[Start of section]

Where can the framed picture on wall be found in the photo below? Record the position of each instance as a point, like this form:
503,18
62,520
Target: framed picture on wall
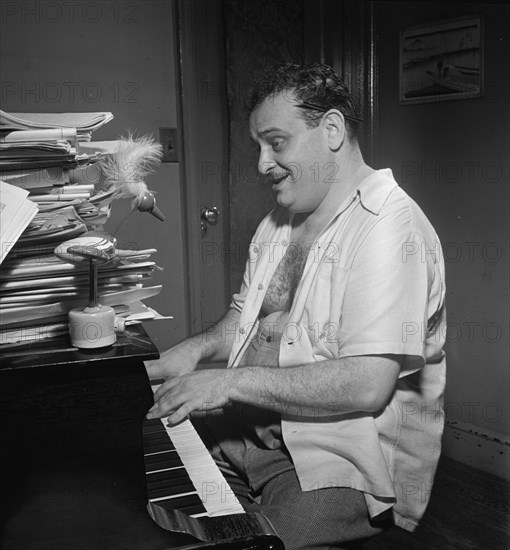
441,61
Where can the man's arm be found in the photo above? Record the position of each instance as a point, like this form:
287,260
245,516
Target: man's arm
213,344
325,388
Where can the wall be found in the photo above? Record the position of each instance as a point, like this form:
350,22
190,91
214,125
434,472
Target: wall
107,56
257,35
453,158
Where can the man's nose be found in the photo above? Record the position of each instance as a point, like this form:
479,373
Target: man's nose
266,163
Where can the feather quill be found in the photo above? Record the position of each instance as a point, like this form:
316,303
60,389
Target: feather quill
126,170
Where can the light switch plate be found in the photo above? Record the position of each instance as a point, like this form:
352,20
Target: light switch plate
168,140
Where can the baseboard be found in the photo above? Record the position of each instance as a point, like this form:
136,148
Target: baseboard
479,448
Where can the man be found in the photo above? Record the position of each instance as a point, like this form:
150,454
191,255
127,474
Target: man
330,415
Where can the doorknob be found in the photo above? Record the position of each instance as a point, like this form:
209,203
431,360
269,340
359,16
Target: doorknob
208,216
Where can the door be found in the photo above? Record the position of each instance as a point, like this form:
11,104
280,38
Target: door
204,144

[End of section]

**What this task involves**
Restate all of the data word for word and include no pictures.

**Answer box**
Where can the framed picture on wall be found in the photo below? Record the position of each instance as a point, like this form:
503,18
62,520
Target: framed picture on wall
441,61
Where can the man's arm be found in the photo above? Record the position of each instance as a point, like this form:
287,260
245,516
Target: man's arm
213,344
325,388
Where can the wall be found in the photo above? Record the position of each instance as a point, like this form:
350,22
190,91
214,125
434,472
Target: wall
107,56
257,35
453,158
Where can the man's nose be found in the photo above? Record the position of each instance as a point, like this form:
479,373
Target: man's nose
266,163
Where can the feather quill be found in the photo above? Record the position of each instance as a point, like this form:
316,303
60,389
Target: feather quill
126,170
Where can the light switch plate be found in the photo above? Record the position of each instance as a point, like this form:
352,20
Target: light switch plate
168,140
Where can the baseboard be found in the photo above? Record the position of each instance as a point, like this form:
136,148
Target: baseboard
479,448
Where can the man be found in the photo above? Record the position of each instance as a point, like this form:
150,454
191,255
127,474
Target: man
330,415
Where can the doorknob be found in the photo above? Record the position of each instance as a point, like this form:
209,203
431,360
269,340
359,16
Target: doorknob
208,216
Where can the door be found in the photo above? Record the position of each instance as a point, like this form:
11,104
280,38
Target: door
204,144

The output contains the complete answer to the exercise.